── PASSAGE TO READ

After months of heavy spending, a controversial talent acquisition, and mounting pressure to prove it can compete with OpenAI, Anthropic, and Google, Meta has released its first major AI model under the new Meta Superintelligence Labs banner. The model, called Muse Spark, went live on Wednesday and is already powering the Meta AI app and website, with a wider rollout to WhatsApp, Instagram, Facebook, Messenger, and its Ray-Ban AI glasses expected in the coming weeks.
Nine Months to Build, Billions to Back It
Meta Superintelligence Labs was created after CEO Mark Zuckerberg grew frustrated with the company’s Llama models and how they lagged behind rivals. To fix that, Meta spent $14.3 billion in June 2025 to acquire a 49% non-voting stake in Scale AI and brought in its co-founder and CEO, Alexandr Wang, as Meta’s first-ever chief AI officer. Wang and Zuckerberg then went on an aggressive talent hunt, offering pay packages at competing AI labs that reportedly climbed into the hundreds of millions of dollars when equity was included.
The result is Muse Spark, the first model in Meta’s new Muse series, described as a deliberate, scientific approach to model scaling where each generation validates and builds on the last before the company goes bigger.
Small Model, Significant Claims
Meta is not positioning Muse Spark as a top-of-the-line product. The company describes it as small and fast by design, yet capable enough to reason through complex questions in science, math, and health. That efficiency is central to the pitch. Meta claims its advances allow it to achieve the same capabilities with over an order of magnitude less compute than Llama 4 Maverick, its previous model.
On the features side, the model leans into multimodality. Muse Spark can see and understand what users are looking at, for example, snapping a photo of a product shelf and getting a nutritional ranking without typing any labels. The model also introduces a Shopping mode, drawing from styling inspiration and brand storytelling across Meta’s platforms to surface personalised recommendations from creators and communities people already follow.
A Closed Door for Open-Source Fans
Perhaps the most striking shift with Muse Spark is what it is not. In a pivot from Meta’s prior open-source strategy, Muse Spark is a closed model, meaning its design and code will not be made public. Meta has said it hopes to open-source future versions, but for now, the model will only be available to select partners through a private API preview.

────
── DATA RECORDS

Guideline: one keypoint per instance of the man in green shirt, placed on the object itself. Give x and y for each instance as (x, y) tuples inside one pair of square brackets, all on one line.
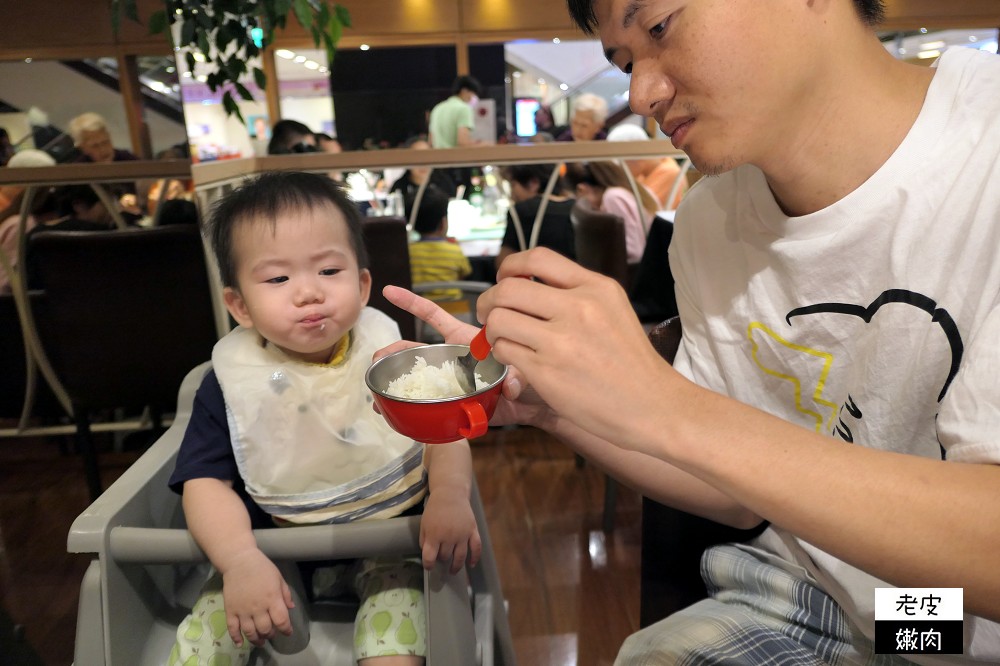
[(451, 121)]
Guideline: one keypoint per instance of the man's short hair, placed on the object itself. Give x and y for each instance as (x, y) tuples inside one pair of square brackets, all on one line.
[(265, 198), (433, 209), (469, 83), (593, 103), (85, 122), (582, 12)]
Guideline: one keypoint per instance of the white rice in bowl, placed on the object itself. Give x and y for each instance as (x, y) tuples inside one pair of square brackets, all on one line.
[(429, 382)]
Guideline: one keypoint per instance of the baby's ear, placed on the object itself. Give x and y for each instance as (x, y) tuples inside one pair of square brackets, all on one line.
[(237, 307), (365, 283)]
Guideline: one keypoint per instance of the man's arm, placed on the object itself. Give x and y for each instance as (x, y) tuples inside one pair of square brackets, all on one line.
[(908, 520)]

────

Extend the article on Meta's Muse Spark model, beginning after its final sentence.

This is a meaningful break from the Llama era, when open-source availability was central to Meta’s identity in the AI space and a key differentiator from its rivals.
Competitive, But Not the Top Dog
According to benchmark tests Meta published, Muse Spark is competitive with leading models from OpenAI, Anthropic, and Google across many tasks, although it does not surpass them across the board. Independent verification of those claims remains pending, and there is reason for caution. Meta was previously caught manipulating benchmark results for its Llama 4 models, later admitting to using specialised, unreleased versions fine-tuned for specific tasks to boost scores.
The health features may also attract scrutiny. Users must log in with a Facebook or Instagram account to access Muse Spark, raising questions about how personal data from those accounts could be used to train or personalise the model.
Reclaiming Ground, Not Leading It
Muse Spark is a credible recovery from the Llama 4 stumble, and it signals that Meta’s expensive restructuring is beginning to produce tangible output. But recovery is not leadership. The model puts Meta back in the mix with major competitors on most benchmarks, though it is not yet challenging for the top spot in most categories. With capital expenditure for AI-related infrastructure projected at between $115 billion and $135 billion for 2026, the stakes for what comes next in the Muse series are extremely high.